The answer should be an exact copy of the data.
***** Material for the task *****
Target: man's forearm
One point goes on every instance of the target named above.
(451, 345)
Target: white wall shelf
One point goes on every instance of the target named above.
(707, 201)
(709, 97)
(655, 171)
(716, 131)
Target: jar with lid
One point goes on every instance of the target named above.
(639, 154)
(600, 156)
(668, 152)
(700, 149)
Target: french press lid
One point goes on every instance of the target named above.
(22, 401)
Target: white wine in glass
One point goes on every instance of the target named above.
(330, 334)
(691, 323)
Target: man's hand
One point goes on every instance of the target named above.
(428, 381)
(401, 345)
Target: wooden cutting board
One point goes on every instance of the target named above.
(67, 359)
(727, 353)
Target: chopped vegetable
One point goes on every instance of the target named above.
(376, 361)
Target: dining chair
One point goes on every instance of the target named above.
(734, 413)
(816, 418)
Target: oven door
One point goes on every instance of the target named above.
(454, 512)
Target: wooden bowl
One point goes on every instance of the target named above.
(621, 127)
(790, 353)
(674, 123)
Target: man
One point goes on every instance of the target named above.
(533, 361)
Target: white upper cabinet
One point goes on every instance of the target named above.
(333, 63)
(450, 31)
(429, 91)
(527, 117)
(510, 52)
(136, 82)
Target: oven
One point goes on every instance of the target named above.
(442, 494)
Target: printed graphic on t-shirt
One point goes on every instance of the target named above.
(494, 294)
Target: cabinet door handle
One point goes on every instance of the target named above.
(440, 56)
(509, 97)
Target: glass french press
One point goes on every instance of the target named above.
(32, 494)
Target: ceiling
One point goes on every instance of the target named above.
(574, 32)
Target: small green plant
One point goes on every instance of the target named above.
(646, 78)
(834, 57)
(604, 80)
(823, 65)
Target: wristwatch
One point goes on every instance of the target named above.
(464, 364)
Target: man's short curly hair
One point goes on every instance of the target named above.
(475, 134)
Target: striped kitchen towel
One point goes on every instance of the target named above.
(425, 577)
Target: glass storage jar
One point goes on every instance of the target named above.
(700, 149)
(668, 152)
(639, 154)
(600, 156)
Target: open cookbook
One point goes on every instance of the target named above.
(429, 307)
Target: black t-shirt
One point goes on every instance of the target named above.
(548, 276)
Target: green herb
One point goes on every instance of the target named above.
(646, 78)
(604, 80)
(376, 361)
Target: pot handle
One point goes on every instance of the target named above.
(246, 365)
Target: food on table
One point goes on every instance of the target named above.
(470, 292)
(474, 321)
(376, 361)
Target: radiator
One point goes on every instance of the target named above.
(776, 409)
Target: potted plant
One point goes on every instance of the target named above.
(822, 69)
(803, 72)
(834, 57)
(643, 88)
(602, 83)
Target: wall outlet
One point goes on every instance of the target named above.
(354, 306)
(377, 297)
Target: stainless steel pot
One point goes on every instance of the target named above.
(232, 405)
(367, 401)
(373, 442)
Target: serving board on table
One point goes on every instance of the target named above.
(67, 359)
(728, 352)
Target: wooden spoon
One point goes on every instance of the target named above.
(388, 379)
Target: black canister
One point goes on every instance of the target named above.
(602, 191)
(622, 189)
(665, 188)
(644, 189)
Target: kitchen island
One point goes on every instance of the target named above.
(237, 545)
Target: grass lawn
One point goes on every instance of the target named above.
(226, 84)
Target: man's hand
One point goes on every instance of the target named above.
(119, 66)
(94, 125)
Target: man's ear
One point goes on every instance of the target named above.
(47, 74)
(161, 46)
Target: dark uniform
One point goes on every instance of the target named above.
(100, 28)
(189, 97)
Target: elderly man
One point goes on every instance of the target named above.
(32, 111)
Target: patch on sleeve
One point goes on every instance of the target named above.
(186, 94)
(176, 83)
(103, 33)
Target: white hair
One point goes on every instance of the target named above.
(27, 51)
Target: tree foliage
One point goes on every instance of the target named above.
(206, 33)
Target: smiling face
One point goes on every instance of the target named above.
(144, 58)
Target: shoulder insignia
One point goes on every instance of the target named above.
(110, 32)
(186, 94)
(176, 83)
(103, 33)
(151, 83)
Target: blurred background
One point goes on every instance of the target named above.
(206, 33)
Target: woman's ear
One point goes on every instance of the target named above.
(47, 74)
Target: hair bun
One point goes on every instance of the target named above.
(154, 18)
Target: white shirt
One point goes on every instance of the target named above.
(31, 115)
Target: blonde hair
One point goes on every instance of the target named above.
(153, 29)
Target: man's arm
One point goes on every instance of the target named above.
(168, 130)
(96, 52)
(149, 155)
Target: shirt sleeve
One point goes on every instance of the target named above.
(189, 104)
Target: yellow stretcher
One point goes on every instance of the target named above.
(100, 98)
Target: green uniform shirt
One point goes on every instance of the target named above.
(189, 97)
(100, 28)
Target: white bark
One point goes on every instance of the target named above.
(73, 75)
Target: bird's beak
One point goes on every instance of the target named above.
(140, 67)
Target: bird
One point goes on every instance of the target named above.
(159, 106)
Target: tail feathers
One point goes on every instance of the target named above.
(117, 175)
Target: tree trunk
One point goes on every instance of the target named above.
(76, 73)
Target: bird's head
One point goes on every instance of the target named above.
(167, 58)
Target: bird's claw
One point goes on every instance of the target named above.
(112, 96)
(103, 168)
*****
> [Result of the exercise]
Target: man's forearm
One point goes on every instance of the target named above.
(451, 345)
Target: white wall shelf
One point goes on every instance of the target named above.
(707, 201)
(709, 97)
(655, 171)
(716, 131)
Target: jar with lid
One point goes on every instance of the target named above.
(639, 154)
(600, 156)
(668, 152)
(700, 149)
Target: french press lid
One point goes on every instance of the target named above.
(22, 401)
Target: white wine in glass
One point goes on every instance of the target named above.
(330, 334)
(691, 323)
Target: man's hand
One point goes on every instance of the target named above.
(428, 381)
(401, 345)
Target: wooden cutting board
One point goes on every instance of the target named above.
(67, 359)
(727, 353)
Target: chopped vegetable
One point goes on every instance of the target named above.
(376, 361)
Target: dining chair
One point goes on every instance of the target named above.
(734, 413)
(816, 418)
Target: oven door
One point goes on every instance of the target named above.
(454, 512)
Target: wooden bowl
One point goes on every instance of the target named above.
(621, 127)
(790, 353)
(674, 123)
Target: man
One point goes on every instance of the target named above.
(533, 361)
Target: white upper cabinet
One point goes on every instance of the target named above.
(333, 63)
(450, 31)
(429, 91)
(527, 117)
(510, 52)
(136, 82)
Target: oven
One point goes on every instance of the target named above.
(442, 494)
Target: printed graphic on t-shirt
One point goes on every instance of the target named above.
(494, 294)
Target: cabinet door handle
One point goes on every instance of the target named above.
(440, 56)
(509, 97)
Target: glass french press
One point goes on every instance of the target named above.
(32, 494)
Target: ceiling
One point goes on every instance of the target named above.
(574, 32)
Target: small green plant
One point goes on every instance of the target named above.
(646, 78)
(834, 57)
(604, 80)
(823, 65)
Target: wristwatch
One point goes on every instance of the target named above.
(464, 364)
Target: man's short curly hair
One point goes on every instance of the target named above.
(475, 134)
Target: striped kitchen towel
One point goes on every instance of the target named above.
(425, 577)
Target: glass storage jar
One point goes on every instance of the target named above.
(700, 149)
(668, 152)
(639, 154)
(600, 156)
Target: open cookbook
One point goes on every instance of the target named above.
(429, 307)
Target: black t-shirt
One point goes on every instance of the target named above.
(548, 276)
Target: green herb
One point goes on every instance of the target named above.
(646, 78)
(604, 80)
(376, 361)
Target: pot handle
One point goes on every instance of the target named above.
(246, 365)
Target: food on table
One point goes on every instance of the target named above.
(470, 292)
(474, 321)
(376, 361)
Target: radiator
One point goes on every instance of the target named above.
(776, 409)
Target: potted plant
One point goes on every instance of the target named above.
(822, 69)
(803, 72)
(834, 57)
(643, 88)
(602, 83)
Target: wall outlet
One point goes on every instance of the target named above.
(354, 306)
(377, 297)
Target: stainless steel pot
One point goes on every instance of the target named above.
(232, 405)
(367, 401)
(373, 442)
Target: serving board on table
One point goes on every instance of the target named above.
(67, 359)
(728, 352)
Target: wooden spoon
One point goes on every instance of the target named above.
(388, 379)
Target: black canister
One point goes on every instance of the target named above.
(602, 191)
(622, 189)
(665, 188)
(644, 189)
Target: kitchen island
One point goes on every instance of the target named above.
(237, 545)
Target: grass lawn
One point goes on every instance of the target named above.
(226, 84)
Target: man's hand
One point goes on every instance of the target named above.
(119, 66)
(94, 125)
Target: man's ear
One point goes on every instance of the target named above.
(47, 74)
(161, 46)
Target: dark uniform
One point goes on every instance of the target named above.
(100, 28)
(189, 97)
Target: elderly man
One point goes on every instance of the target named above.
(32, 111)
Target: patch on sleeve
One point goes on every instance of the target named above.
(186, 94)
(176, 83)
(103, 33)
Target: white hair
One point goes on every instance of the target named above.
(27, 51)
Target: tree foliage
One point goes on every instance of the target named above.
(206, 33)
Target: smiling face
One point goes on every instance of the target named above.
(144, 58)
Target: shoulder insignia
One point goes on every instance of the target named above.
(110, 32)
(186, 94)
(176, 83)
(103, 33)
(151, 83)
Target: blurred background
One point goes on every instance of the target named above.
(206, 33)
Target: woman's ear
One point goes on every instance of the target named above.
(47, 74)
Target: hair bun
One point goes on every instance of the target named above.
(154, 18)
Target: white shirt
One point goes on every instance of the target named above.
(31, 115)
Target: blonde hair
One point goes on every instance of the target named above.
(153, 29)
Target: man's arm
One point goes on every instance of the target named above.
(168, 130)
(96, 52)
(149, 155)
Target: shirt sleeve
One point goes on every instance of the target named above.
(189, 104)
Target: yellow stretcher
One point goes on every instance of the target named above.
(100, 98)
Target: green uniform shirt
One point goes on every instance of the target named above.
(189, 97)
(100, 28)
Target: white bark
One point goes on every instance of the target named above.
(73, 75)
Target: bird's beak
One point goes on every instance of the target named above.
(140, 67)
Target: bird
One point goes on every instance of the target named above.
(159, 106)
Target: tail feathers
One point goes on every instance of the target named above.
(117, 175)
Target: tree trunk
One point goes on every instance of the target named above.
(76, 73)
Target: bird's head
One point goes on every instance of the target named above.
(167, 58)
Target: bird's claw
One point goes on every instance of the target named above.
(112, 96)
(103, 168)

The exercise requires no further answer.